## About this task
Report each line of the records where "glass" occurs.

## Image-grounded pointing data
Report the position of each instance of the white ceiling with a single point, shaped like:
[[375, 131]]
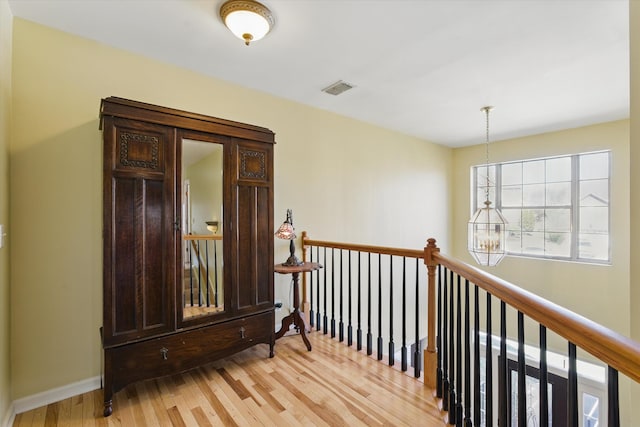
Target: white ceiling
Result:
[[422, 67]]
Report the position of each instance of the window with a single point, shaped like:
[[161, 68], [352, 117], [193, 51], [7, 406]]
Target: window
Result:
[[556, 207]]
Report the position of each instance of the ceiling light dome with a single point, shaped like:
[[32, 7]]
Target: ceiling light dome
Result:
[[247, 19]]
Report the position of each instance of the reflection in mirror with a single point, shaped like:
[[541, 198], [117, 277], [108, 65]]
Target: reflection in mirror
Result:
[[203, 290]]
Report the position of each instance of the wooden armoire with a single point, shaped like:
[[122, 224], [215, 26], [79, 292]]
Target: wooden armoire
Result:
[[151, 226]]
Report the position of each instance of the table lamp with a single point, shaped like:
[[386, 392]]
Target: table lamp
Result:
[[287, 232]]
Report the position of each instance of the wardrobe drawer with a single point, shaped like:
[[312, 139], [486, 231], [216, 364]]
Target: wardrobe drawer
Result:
[[187, 349]]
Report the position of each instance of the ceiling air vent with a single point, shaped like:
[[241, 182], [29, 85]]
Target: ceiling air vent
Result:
[[338, 87]]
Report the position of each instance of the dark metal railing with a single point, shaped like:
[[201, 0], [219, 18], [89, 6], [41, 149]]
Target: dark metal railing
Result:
[[368, 286], [202, 278], [458, 321]]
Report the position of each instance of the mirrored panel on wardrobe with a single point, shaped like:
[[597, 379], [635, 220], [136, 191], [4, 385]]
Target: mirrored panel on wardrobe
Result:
[[202, 240]]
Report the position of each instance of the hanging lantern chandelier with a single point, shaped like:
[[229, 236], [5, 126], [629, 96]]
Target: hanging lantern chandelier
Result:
[[487, 226]]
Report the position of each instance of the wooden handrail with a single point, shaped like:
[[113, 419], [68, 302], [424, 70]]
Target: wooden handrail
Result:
[[611, 347], [202, 237], [410, 253]]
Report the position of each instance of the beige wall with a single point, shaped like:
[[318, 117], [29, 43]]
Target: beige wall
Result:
[[345, 180], [634, 300], [5, 119], [597, 292]]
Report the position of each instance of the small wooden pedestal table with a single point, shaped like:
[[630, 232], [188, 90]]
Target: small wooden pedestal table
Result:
[[296, 317]]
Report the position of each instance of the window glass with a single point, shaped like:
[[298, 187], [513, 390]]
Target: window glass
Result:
[[558, 169], [533, 172], [556, 207]]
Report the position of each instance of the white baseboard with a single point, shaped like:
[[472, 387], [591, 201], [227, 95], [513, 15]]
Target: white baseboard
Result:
[[55, 395], [10, 417]]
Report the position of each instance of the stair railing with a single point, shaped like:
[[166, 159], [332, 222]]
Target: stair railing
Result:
[[451, 298], [202, 261]]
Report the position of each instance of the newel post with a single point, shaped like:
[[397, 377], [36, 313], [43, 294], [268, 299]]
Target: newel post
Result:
[[430, 356], [305, 301]]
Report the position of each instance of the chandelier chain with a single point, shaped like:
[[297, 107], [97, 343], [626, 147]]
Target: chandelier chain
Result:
[[486, 110]]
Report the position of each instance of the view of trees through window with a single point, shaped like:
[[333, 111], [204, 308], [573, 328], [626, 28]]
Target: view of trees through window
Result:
[[556, 207]]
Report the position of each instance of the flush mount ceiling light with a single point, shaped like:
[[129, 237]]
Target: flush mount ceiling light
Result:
[[247, 19]]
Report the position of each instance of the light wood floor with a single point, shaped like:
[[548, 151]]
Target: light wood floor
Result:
[[332, 385]]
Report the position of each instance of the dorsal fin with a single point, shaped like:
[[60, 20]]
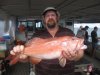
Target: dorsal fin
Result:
[[34, 60]]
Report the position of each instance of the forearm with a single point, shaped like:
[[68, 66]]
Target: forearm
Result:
[[79, 55]]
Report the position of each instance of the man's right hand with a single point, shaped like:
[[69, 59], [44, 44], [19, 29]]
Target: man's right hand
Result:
[[19, 49]]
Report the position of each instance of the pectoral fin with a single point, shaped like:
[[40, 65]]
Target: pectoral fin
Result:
[[62, 61], [34, 60]]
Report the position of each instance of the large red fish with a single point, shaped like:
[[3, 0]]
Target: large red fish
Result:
[[51, 48]]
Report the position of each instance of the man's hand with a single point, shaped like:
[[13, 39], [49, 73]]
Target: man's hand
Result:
[[18, 50], [74, 55]]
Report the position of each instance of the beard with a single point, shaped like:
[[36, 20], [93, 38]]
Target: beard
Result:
[[51, 24]]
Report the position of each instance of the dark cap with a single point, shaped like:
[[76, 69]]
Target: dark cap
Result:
[[50, 9]]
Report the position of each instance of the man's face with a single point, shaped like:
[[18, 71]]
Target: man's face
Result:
[[50, 19]]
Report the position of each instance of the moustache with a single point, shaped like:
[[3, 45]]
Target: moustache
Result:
[[51, 22]]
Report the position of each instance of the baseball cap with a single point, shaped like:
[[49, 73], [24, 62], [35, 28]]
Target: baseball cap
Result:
[[50, 9]]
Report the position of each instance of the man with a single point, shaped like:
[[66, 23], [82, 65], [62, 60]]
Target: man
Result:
[[86, 35], [94, 40], [52, 29]]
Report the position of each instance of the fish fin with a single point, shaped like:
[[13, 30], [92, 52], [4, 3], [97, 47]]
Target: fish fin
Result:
[[62, 61], [34, 60]]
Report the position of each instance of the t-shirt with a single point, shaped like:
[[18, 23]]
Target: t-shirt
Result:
[[94, 36], [52, 67]]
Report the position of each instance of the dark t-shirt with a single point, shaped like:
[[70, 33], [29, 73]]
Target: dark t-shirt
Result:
[[52, 67], [94, 36]]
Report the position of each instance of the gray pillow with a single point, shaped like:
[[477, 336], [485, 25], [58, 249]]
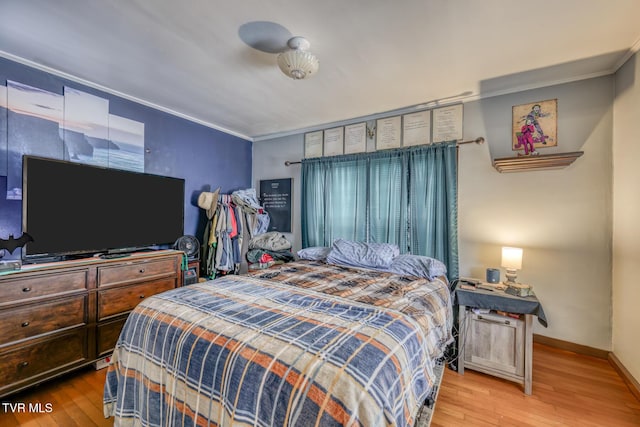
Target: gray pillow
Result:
[[361, 254], [418, 265], [314, 253]]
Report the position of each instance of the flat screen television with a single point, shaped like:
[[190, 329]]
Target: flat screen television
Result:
[[74, 209]]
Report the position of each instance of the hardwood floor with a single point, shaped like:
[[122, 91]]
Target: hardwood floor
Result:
[[568, 390]]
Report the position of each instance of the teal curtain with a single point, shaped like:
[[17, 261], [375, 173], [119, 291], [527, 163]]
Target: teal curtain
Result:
[[334, 200], [387, 198], [405, 196], [433, 204]]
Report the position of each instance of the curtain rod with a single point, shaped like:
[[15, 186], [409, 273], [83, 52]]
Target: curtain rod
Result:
[[478, 140]]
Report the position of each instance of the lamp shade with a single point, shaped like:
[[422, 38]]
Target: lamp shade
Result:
[[297, 63], [512, 258]]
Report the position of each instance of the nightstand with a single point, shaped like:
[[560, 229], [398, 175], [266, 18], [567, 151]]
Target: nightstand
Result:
[[496, 344]]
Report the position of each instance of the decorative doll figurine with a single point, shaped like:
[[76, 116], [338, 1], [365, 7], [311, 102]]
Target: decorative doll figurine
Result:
[[526, 138]]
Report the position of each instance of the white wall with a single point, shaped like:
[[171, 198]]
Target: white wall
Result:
[[626, 213], [562, 218]]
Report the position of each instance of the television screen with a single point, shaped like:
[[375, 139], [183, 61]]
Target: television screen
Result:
[[72, 208]]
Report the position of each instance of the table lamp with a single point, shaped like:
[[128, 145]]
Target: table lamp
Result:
[[512, 261]]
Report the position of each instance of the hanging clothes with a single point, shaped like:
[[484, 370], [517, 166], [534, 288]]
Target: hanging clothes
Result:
[[232, 221]]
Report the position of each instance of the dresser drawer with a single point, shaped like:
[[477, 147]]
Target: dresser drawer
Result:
[[43, 358], [136, 271], [108, 334], [36, 319], [124, 299], [42, 285]]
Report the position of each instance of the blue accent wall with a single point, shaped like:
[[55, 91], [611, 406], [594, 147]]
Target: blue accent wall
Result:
[[205, 157]]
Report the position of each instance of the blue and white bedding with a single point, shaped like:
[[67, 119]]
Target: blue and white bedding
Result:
[[300, 344]]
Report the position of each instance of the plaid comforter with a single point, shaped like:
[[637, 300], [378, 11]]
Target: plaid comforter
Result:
[[243, 350]]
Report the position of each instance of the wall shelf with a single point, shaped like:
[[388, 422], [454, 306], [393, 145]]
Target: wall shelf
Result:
[[542, 161]]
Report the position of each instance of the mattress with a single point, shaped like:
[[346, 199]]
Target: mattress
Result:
[[300, 344]]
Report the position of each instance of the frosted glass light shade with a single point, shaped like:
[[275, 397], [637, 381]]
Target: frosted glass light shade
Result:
[[512, 258], [298, 64]]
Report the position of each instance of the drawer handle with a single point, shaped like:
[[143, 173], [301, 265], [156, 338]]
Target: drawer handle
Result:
[[504, 322]]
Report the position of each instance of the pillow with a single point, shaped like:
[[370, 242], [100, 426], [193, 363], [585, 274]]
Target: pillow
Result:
[[361, 254], [314, 253], [418, 265]]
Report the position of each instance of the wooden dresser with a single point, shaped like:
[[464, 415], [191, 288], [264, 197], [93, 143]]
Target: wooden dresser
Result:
[[60, 316]]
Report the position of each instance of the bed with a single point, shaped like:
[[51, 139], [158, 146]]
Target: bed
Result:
[[303, 344]]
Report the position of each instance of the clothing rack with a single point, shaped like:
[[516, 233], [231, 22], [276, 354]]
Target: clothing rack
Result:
[[478, 140]]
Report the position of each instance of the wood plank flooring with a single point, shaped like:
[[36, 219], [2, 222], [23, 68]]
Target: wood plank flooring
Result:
[[568, 390]]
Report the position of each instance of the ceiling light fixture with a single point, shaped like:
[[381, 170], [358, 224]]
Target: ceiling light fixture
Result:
[[297, 62]]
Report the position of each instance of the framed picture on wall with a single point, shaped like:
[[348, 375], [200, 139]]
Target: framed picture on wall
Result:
[[313, 144], [534, 126], [334, 141]]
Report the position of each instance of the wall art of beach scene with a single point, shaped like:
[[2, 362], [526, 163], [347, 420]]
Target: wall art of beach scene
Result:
[[75, 126]]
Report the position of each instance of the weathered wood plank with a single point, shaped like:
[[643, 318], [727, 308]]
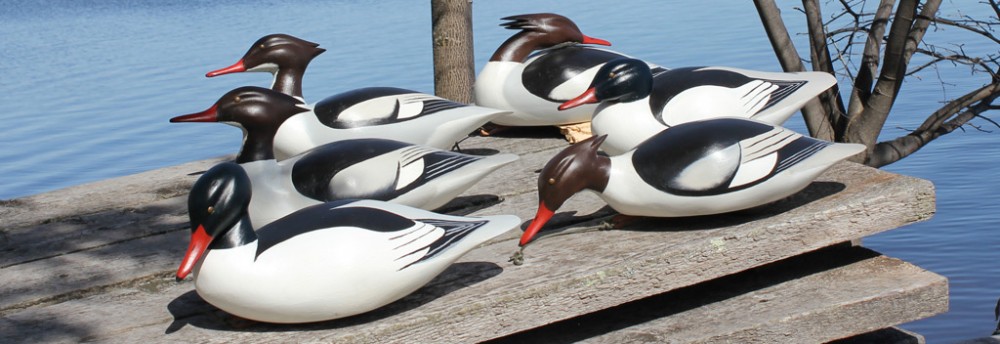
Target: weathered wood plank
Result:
[[891, 335], [762, 305], [815, 297]]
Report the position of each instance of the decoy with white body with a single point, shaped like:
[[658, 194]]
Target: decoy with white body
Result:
[[637, 102], [388, 113], [533, 85], [323, 262], [696, 168], [378, 169]]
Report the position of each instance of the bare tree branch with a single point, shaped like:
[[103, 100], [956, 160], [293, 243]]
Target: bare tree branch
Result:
[[961, 25], [833, 105], [907, 29], [941, 122], [788, 57], [956, 57], [869, 60]]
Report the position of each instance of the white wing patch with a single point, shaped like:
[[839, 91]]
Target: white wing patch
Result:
[[411, 166], [415, 244], [760, 155], [709, 171], [755, 95]]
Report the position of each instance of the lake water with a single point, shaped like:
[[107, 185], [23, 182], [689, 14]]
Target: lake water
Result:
[[87, 87]]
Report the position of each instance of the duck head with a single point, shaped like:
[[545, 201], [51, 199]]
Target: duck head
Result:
[[539, 31], [621, 80], [284, 56], [576, 168], [216, 205], [257, 111]]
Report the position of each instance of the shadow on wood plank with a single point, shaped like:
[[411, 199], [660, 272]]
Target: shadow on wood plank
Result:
[[684, 299], [567, 222]]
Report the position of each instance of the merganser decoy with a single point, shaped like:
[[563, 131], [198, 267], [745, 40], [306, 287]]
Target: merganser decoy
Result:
[[323, 262], [534, 86], [379, 169], [637, 102], [694, 168], [383, 112], [284, 56]]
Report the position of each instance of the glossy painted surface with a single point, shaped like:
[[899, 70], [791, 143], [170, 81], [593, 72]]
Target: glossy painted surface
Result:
[[85, 100], [323, 262]]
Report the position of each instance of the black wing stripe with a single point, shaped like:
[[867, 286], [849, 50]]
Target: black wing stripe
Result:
[[785, 88], [427, 230], [438, 105], [781, 142], [448, 165], [454, 231], [814, 147]]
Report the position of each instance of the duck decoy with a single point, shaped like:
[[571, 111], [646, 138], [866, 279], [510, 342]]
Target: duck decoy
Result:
[[378, 169], [383, 112], [284, 56], [637, 102], [533, 86], [323, 262], [695, 168]]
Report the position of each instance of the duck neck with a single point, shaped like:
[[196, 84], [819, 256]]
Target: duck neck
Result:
[[289, 81], [257, 145], [598, 181], [517, 47], [241, 234]]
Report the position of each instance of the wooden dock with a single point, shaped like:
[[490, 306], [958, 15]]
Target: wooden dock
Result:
[[96, 263]]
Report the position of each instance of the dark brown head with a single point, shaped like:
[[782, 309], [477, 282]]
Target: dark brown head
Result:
[[539, 31], [619, 80], [256, 110], [286, 57], [272, 53], [576, 168]]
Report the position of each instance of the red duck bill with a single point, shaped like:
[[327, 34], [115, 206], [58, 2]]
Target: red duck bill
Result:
[[210, 115], [588, 97], [541, 218], [592, 40], [238, 67], [199, 243]]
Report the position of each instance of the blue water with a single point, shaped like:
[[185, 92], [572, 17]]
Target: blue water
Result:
[[87, 87]]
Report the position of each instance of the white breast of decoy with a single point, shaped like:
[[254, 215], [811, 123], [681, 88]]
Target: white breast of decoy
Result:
[[699, 178]]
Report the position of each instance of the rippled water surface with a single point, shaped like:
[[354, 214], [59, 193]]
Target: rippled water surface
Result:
[[87, 87]]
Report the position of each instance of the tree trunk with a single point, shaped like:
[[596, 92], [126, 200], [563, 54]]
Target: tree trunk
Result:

## Solution for this task
Report the position of each instance of the window glass with a single point, shaped like:
Target: window glass
Report the position of each instance of the frosted glass light shade with a single point, shaped like:
Target: frosted glass light shade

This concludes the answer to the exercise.